» Source extract
- Genre: Animated
- Country of origin: Spain
- Original language: Spanish
- No. of series: 1
- No. of episodes: 26

Production
- Running time: 26-30 minutes
- Production companies: BRB Internacional Televisión Española ONCE

Original release
- Network: Televisión Española
- Release: 22 March – 10 May 2001

= Nico (TV series) =

Nico (known as Nicholas in most non-Spanish-speaking countries) is a 2001 Spanish animated television series produced by BRB Internacional, Televisión Española and the National Organization of the Spanish Blind. The title character, Nico, is a boy that is blind. Blind people in the cartoon are usually referred to as "visually impaired" (invidente) regardless of how severe, or otherwise, their blindness is.

The series raised awareness of progresses being made in cities as they became more blind-friendly and also educated children about blind people.

==Characters==
Nico is initially introduced as moving to a new school, where the rest of the main characters, his classmates, are introduced. In the first episode, he states that he progressively lost his sight, and was therefore integrated into a school for visually impaired people for the last few years. This is later retconned to him being blind from birth: this was expressed explicitly in one episode, where a supermodel tells him that she recently lost her sight and that it was best if he could see once, instead of never having seen like he did. He is voiced by Vincent Canales in the English dub.

Other characters include:
- Tom is Nico's guide dog who every now-and-then makes side-comments to the audience. He is voiced by Johnny Yong Bosch in the English dub.
- Patty is Nico's neighbor, classmate, and best friend. She always ties her blonde hair in a pony tail.

» Data shown
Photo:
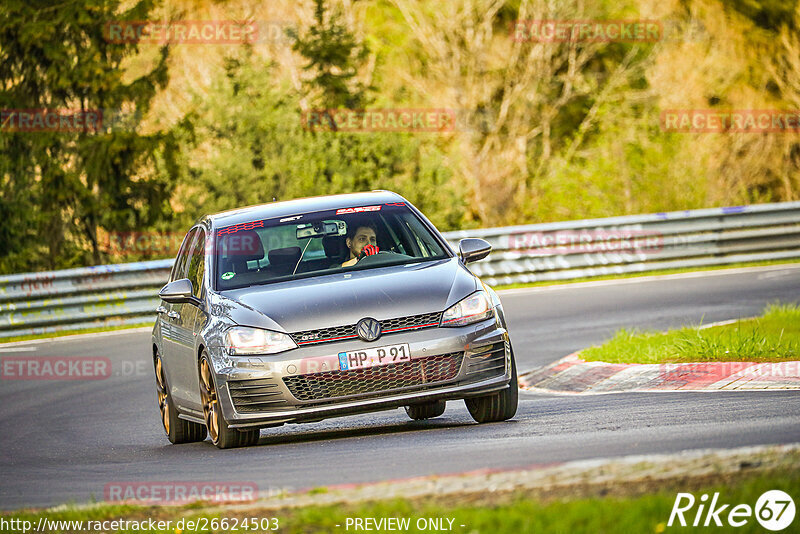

» Stated goal
In the Nico entry, condense the paragraph beginning "Nico is initially introduced" into a short bulleted list that keeps its main facts. Rely on the Nico entry alone and not on the data.

» Expected answer
- Nico first appears moving to a new school, where his classmates, the other main characters, are introduced.
- In the first episode, he says he lost his sight gradually and spent the last few years at a school for visually impaired people.
- This is later retconned so that he has been blind from birth. One episode states this explicitly, when a supermodel who recently lost her sight contrasts her situation with his never having seen.
- Vincent Canales voices him in the English dub.